Opinion
CASE NO. 1:20 CV 1675
08-28-2020
MEMORANDUM OPINION AND ORDER
Pro se plaintiff Jontaz Stanford has filed an in forma pauperis civil complaint against the Cuyahoga County Jail (CCJ or "Jail"). (Doc. No. 1.) He seeks damages and other relief on the basis that conditions and his treatment in the Jail violate his rights under the Eighth Amendment.
Although pro se pleadings are liberally construed, Williams v. Curtin, 631 F.3d 380, 383 (6 Cir. 2011), federal district courts are required under 28 U.S.C. § 1915A to review any complaint filed in a civil action "in which a prisoner seeks redress from a governmental entity or officer or employee of a governmental entity," and to dismiss before service such action that the court determines is frivolous or malicious, fails to state a claim on which relief can be granted, or seeks monetary relief from a defendant who is immune from such relief. See 28 U.S.C. § 1915A; Hill v. Lappin, 630 F.3d 468, 470 (6 Cir. 2010). In order to survive a dismissal for failure to state a claim, a complaint must contain sufficient factual matter, accepted as true, to state claim to relief that is plausible on its face. Hill, 630 F.3d at 471 (holding that the dismissal standard articulated in Ashcroft v. Iqbal, 556 U.S. 662 (2009) and Bell Atlantic Corp. v. Twombly, 550 U.S. 544 (2007) governs dismissals for failure to state a claim under 28 U.S.C. § 1915A). .
Upon review, the Court finds that the plaintiff's complaint must be dismissed.
The "treatment a prisoner receives in prison and the conditions under which he is confined are subject to scrutiny under the Eighth Amendment," Farmer v. Brennan, 511 U.S. 825, 832 (1994), but in order to make out a federal civil rights claim based on such conditions under 42 U.S.C. § 1983, a plaintiff must demonstrate that a person acting under color of state law violated his rights. Tahfs v. Proctor, 316 F.3d 584, 590 (6th Cir. 2002). The plaintiff's complaint does not set forth allegations connecting the unconstitutional conditions and treatment he alleges to any individual state actor. County jails are not persons subject to suit under § 1983. See Watson v. Gill, 40 Fed. App'x 88, 89, 2002 WL 1396900, at *1-2 (6th Cir. June 26, 2002) (finding that county jail is not a legal entity susceptible to suit under § 1983); Barnes v. Cuyahoga County Jail, No. 1: 09 CV 2671, 2010 WL 148136 (N.D. Ohio Jan. 12, 2010) (same). The plaintiff has alleged no plausible claim for relief against the defendant he sues.
■ ■ ■ ■
> _WRITTEN INSTRUCTION 1_
Answer these questions from the memorandum opinion:
(a) Under which amendment does the plaintiff claim his rights were violated?
(b) Which statute requires federal district courts to review a complaint in which a prisoner seeks redress from a governmental entity?
(c) According to the opinion, what did Watson v. Gill find about a county jail?
The text and the records have no connection to each other.

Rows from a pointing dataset
■ ■ ■ ■
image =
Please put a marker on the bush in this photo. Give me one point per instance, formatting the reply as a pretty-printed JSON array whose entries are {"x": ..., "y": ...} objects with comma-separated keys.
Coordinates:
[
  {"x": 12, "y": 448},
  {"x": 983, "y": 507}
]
■ ■ ■ ■
> _WRITTEN INSTRUCTION 2_
State how many lines of the records contain the string "separated", with case counting, and give only the number.

> _TASK RESPONSE 1_
(a) The Eighth Amendment.
(b) 28 U.S.C. § 1915A.
(c) It found that a county jail is not a legal entity susceptible to suit under § 1983.

> _TASK RESPONSE 2_
1